— TASK DESCRIPTION —
Output the data below exactly, without images.

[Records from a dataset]

=== Section Start ===

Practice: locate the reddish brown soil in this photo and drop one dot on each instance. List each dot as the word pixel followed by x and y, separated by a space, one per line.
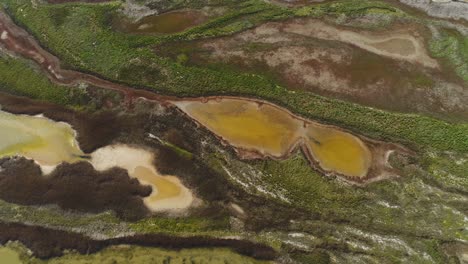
pixel 48 243
pixel 71 1
pixel 209 186
pixel 19 42
pixel 73 186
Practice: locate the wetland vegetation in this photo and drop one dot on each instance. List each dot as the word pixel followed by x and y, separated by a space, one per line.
pixel 232 131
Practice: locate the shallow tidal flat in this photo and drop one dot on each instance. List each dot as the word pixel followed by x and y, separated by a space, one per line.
pixel 50 143
pixel 45 141
pixel 261 128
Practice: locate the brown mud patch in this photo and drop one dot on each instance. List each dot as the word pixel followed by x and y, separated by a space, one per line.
pixel 302 54
pixel 167 23
pixel 73 186
pixel 47 243
pixel 377 167
pixel 133 129
pixel 74 1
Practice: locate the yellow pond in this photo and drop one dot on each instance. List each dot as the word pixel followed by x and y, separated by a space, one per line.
pixel 47 142
pixel 9 256
pixel 168 192
pixel 269 130
pixel 338 151
pixel 246 125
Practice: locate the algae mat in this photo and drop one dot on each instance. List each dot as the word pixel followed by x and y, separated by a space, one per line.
pixel 47 142
pixel 138 255
pixel 264 128
pixel 9 256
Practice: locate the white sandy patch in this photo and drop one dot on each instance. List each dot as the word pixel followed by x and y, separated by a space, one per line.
pixel 131 158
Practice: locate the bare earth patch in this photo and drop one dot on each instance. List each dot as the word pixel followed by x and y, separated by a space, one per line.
pixel 390 70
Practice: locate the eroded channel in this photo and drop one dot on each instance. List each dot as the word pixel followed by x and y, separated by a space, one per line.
pixel 172 22
pixel 51 143
pixel 257 127
pixel 254 128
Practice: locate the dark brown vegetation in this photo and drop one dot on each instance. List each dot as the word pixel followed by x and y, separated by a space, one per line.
pixel 132 128
pixel 92 134
pixel 73 186
pixel 70 1
pixel 47 243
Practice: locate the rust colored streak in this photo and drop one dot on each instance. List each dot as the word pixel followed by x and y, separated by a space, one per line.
pixel 18 41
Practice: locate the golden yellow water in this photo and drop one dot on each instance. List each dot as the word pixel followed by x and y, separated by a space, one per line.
pixel 270 130
pixel 168 192
pixel 338 151
pixel 38 138
pixel 247 125
pixel 164 188
pixel 9 256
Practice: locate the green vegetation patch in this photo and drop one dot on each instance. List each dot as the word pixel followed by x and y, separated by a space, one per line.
pixel 179 225
pixel 137 255
pixel 86 41
pixel 17 77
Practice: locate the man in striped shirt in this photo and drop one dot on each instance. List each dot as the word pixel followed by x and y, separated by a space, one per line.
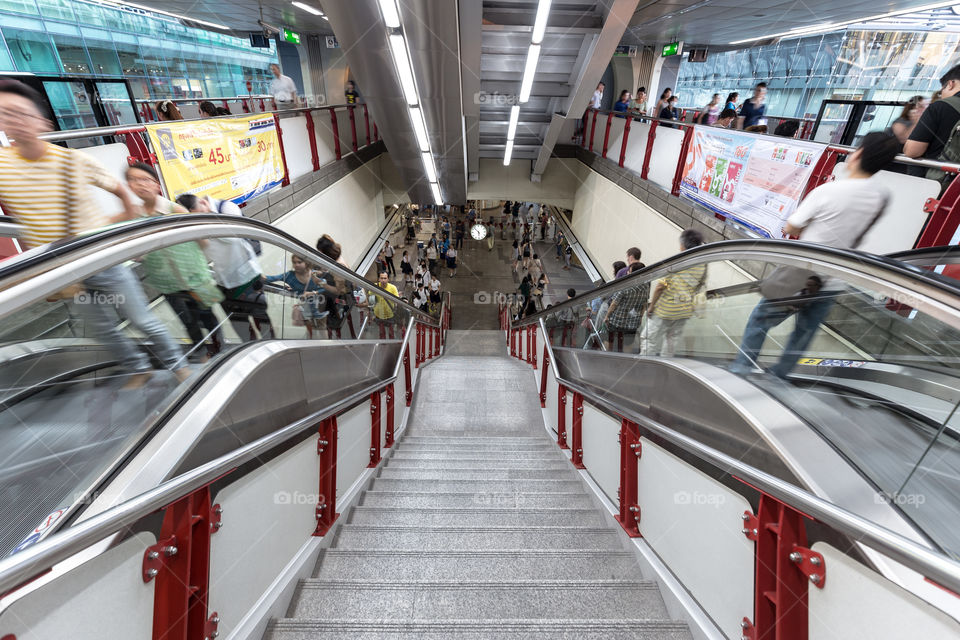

=== Section End ===

— PROBLEM SOLUTION —
Practice: locate the reddish brown soil in this photo and drop one dot on each instance. List each dot as the word pixel followed by x and y, separated by a space, one per line.
pixel 48 243
pixel 71 1
pixel 209 186
pixel 19 42
pixel 73 186
Practice: locate the wetland vegetation in this photo and drop one dot on each instance. List each dot as the word pixel followed by x and y, separated by a space, one per line.
pixel 232 131
Practice: locate the shallow tidal flat in this photo and drop one dot on each instance. List each dot as the word pixel followed by x and y, separated by a space, one per line.
pixel 50 143
pixel 45 141
pixel 261 128
Practice: locate the brown mud patch in this photo and drop one dot on each instance. List each dot as the word pixel followed by x and y, separated by a space, one per line.
pixel 302 54
pixel 167 23
pixel 73 186
pixel 47 243
pixel 377 167
pixel 133 129
pixel 74 1
Practice: locate the yellow pond in this photo and drop one dot on each instance. List each dot as the word pixel followed by x and y, separated by a space, one per line.
pixel 47 142
pixel 9 256
pixel 168 192
pixel 269 130
pixel 338 151
pixel 246 125
Practice: locate the algae mat in this photo and drop one dot on each instance. List each dot as the word pixel followed by x and y, separated by a space, one per line.
pixel 47 142
pixel 138 255
pixel 264 128
pixel 9 256
Practice: locate the white sandy patch in this photo and drop one dot on each instance. List each dot as the word pixel followed by x and y, separated by a space, one per line.
pixel 131 158
Practice: locate the bare earth patch in this photo and drop one dot on each instance. List each dot as the word pixel followed by x and y, separated by a space, one per line.
pixel 390 70
Practice: locate the eroded channel in this photo and drop one dot on each instance. List each dot as the word pixel followed by x and y, separated by a space, one per line.
pixel 172 22
pixel 51 143
pixel 257 127
pixel 254 128
Practice: locate the dark brown vegetation in this photo and drop one dot on each instance. List each dot as the word pixel followed by x and y, separated by a space, one per line.
pixel 132 128
pixel 92 134
pixel 73 186
pixel 70 1
pixel 47 243
Practice: locate the rust colored streak in this photo and drop one dot on each instance. List each dot as the word pixel followed by x and y, separated by a space, one per line.
pixel 18 41
Practice: locate the golden yellow water in this photo and drop one dot on each instance. List each dot as the word pixel followed by x and y, separated by a space, one per line.
pixel 270 130
pixel 168 192
pixel 338 151
pixel 38 138
pixel 247 125
pixel 164 188
pixel 9 256
Practice: locate the green vegetation patch in this photo and drop one dot on each instance. List each dot as the word pixel followed by x and y, separated by a space, one per line.
pixel 179 225
pixel 137 255
pixel 86 41
pixel 17 77
Practice: locate the man in striped shirt in this photo and drop one dot on each instance. List each dot as the word pixel followed by x and y, separated by a space, one per line.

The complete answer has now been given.